§ **Source passage**
Mars Bar is a loud, dirty, graffitti-washed crumbling cement block of a spot where denizens guzzle whiskey, packed in like sardines.
It’s also is a bit of a sore thumb on Second Avenue. Mars Bar is garish and gross; it’s on an street that’s so clean you could have a blanket-less picnic with your tofu from Whole Foods, which is conveniently located right next door. Mars Bar is a loud, dirty and full of unapologetic malcontents, seemingly of another age; outside people pass by, quickly and looking down, on their way to buy a bottle of Riesling and some organic kale for the night’s salad. Mars Bar serves up cheap whiskey and cancer; directly around the corner, Daniel Boulud serves up House-Made Pappardelle “Gourguignon” at DBGB. Mars Bar is not a nice place, and this is what makes Mars Bar one of the best.
It’s a tragedy, then, that a decision by Community Board 3 would force the glorious filth hole to close for two years and remodel extensively, Eater reports from a New York Times story on proposed low-income housing on Second Ave. BFC Partners, the project’s developers, will ask the board for approval tomorrow.
Mars Bar is clearly not the joint for everyone — oftentimes, we’ve found it’s a great place to take someone you don’t really like, to scare them — and many must be in favor of the closing. One of these people is Hank Penza, the owner and man who has to spend an unseemly amount of time there. He’s confident he can stay afloat while the bar is closed.
“They won’t choke me,” Penza told the Times. “I didn’t get off the boat yesterday with a pound of spaghetti in my hand.”
But if the plans get approved we’ll be pouring some out for Mars Bar. It will be a markedly different stroll down Second Avenue without the old drunken punks collapsing out the door, growling the words to a Germs song, and stumbling down the street.

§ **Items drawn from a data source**

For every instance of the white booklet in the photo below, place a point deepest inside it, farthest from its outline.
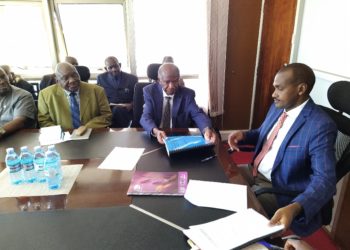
(233, 231)
(227, 196)
(55, 134)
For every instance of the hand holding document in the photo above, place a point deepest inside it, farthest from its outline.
(227, 196)
(232, 232)
(54, 134)
(122, 158)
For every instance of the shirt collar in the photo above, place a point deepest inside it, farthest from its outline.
(166, 95)
(293, 113)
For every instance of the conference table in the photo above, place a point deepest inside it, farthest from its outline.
(96, 214)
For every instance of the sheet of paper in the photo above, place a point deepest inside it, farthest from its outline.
(122, 158)
(231, 231)
(74, 136)
(226, 196)
(54, 135)
(70, 173)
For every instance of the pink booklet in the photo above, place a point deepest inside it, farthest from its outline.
(158, 183)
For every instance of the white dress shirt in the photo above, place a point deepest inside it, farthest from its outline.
(266, 164)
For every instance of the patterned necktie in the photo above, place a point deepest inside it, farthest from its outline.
(268, 143)
(166, 115)
(74, 109)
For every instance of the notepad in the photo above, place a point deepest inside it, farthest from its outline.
(158, 183)
(232, 232)
(177, 144)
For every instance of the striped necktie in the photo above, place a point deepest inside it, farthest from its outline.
(74, 109)
(167, 113)
(268, 143)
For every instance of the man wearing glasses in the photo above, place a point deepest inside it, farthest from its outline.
(119, 88)
(72, 103)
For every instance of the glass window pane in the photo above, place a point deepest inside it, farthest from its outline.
(93, 32)
(23, 44)
(175, 28)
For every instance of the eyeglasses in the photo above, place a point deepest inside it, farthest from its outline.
(116, 66)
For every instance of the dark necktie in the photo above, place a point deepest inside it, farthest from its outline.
(268, 143)
(74, 109)
(167, 113)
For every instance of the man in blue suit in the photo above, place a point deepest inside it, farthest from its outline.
(182, 107)
(301, 158)
(119, 88)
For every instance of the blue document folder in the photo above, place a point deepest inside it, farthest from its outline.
(177, 144)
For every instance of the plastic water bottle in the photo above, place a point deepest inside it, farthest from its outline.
(39, 160)
(27, 165)
(13, 163)
(53, 170)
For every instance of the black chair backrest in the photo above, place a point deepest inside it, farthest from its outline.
(338, 98)
(138, 102)
(84, 73)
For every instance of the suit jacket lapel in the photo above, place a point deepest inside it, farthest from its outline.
(84, 99)
(301, 119)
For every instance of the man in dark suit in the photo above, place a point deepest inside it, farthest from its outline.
(301, 157)
(183, 110)
(119, 88)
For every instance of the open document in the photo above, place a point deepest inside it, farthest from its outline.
(226, 196)
(122, 158)
(55, 134)
(232, 232)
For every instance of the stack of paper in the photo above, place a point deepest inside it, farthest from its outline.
(54, 134)
(233, 231)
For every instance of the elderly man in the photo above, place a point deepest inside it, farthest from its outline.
(168, 105)
(72, 103)
(17, 108)
(294, 152)
(18, 81)
(119, 88)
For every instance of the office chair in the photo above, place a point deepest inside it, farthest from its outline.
(337, 97)
(83, 72)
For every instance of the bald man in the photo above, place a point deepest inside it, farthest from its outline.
(60, 102)
(119, 88)
(17, 108)
(183, 108)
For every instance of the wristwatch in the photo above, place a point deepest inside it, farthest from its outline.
(2, 131)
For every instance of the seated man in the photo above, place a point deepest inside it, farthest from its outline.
(294, 151)
(168, 105)
(18, 81)
(17, 108)
(72, 103)
(50, 79)
(119, 88)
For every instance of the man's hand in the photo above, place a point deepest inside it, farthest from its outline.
(234, 138)
(210, 135)
(285, 215)
(159, 134)
(292, 244)
(81, 130)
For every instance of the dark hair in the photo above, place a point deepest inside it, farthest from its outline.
(301, 74)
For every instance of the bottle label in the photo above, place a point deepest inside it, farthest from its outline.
(28, 167)
(15, 168)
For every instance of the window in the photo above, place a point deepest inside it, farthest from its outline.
(93, 32)
(24, 42)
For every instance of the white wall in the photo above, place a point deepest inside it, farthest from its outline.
(322, 41)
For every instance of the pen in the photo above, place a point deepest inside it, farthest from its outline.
(230, 150)
(208, 158)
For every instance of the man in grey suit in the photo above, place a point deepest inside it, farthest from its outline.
(183, 110)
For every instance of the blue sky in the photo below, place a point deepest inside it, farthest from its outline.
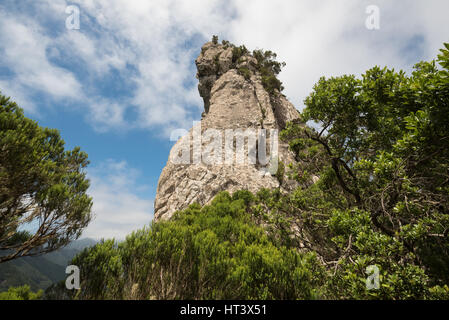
(121, 83)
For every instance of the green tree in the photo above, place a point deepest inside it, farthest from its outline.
(42, 187)
(20, 293)
(382, 198)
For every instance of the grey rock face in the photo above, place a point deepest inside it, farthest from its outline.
(207, 160)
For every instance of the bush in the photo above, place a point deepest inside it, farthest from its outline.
(214, 252)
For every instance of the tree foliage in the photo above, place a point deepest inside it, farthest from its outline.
(21, 293)
(382, 198)
(42, 187)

§ **How to complete this task**
Print the entire text about Mars Bar again, word for word. The items play no role here.

§ **Exercise result**
Mars Bar is a loud, dirty, graffitti-washed crumbling cement block of a spot where denizens guzzle whiskey, packed in like sardines.
It’s also is a bit of a sore thumb on Second Avenue. Mars Bar is garish and gross; it’s on an street that’s so clean you could have a blanket-less picnic with your tofu from Whole Foods, which is conveniently located right next door. Mars Bar is a loud, dirty and full of unapologetic malcontents, seemingly of another age; outside people pass by, quickly and looking down, on their way to buy a bottle of Riesling and some organic kale for the night’s salad. Mars Bar serves up cheap whiskey and cancer; directly around the corner, Daniel Boulud serves up House-Made Pappardelle “Gourguignon” at DBGB. Mars Bar is not a nice place, and this is what makes Mars Bar one of the best.
It’s a tragedy, then, that a decision by Community Board 3 would force the glorious filth hole to close for two years and remodel extensively, Eater reports from a New York Times story on proposed low-income housing on Second Ave. BFC Partners, the project’s developers, will ask the board for approval tomorrow.
Mars Bar is clearly not the joint for everyone — oftentimes, we’ve found it’s a great place to take someone you don’t really like, to scare them — and many must be in favor of the closing. One of these people is Hank Penza, the owner and man who has to spend an unseemly amount of time there. He’s confident he can stay afloat while the bar is closed.
“They won’t choke me,” Penza told the Times. “I didn’t get off the boat yesterday with a pound of spaghetti in my hand.”
But if the plans get approved we’ll be pouring some out for Mars Bar. It will be a markedly different stroll down Second Avenue without the old drunken punks collapsing out the door, growling the words to a Germs song, and stumbling down the street.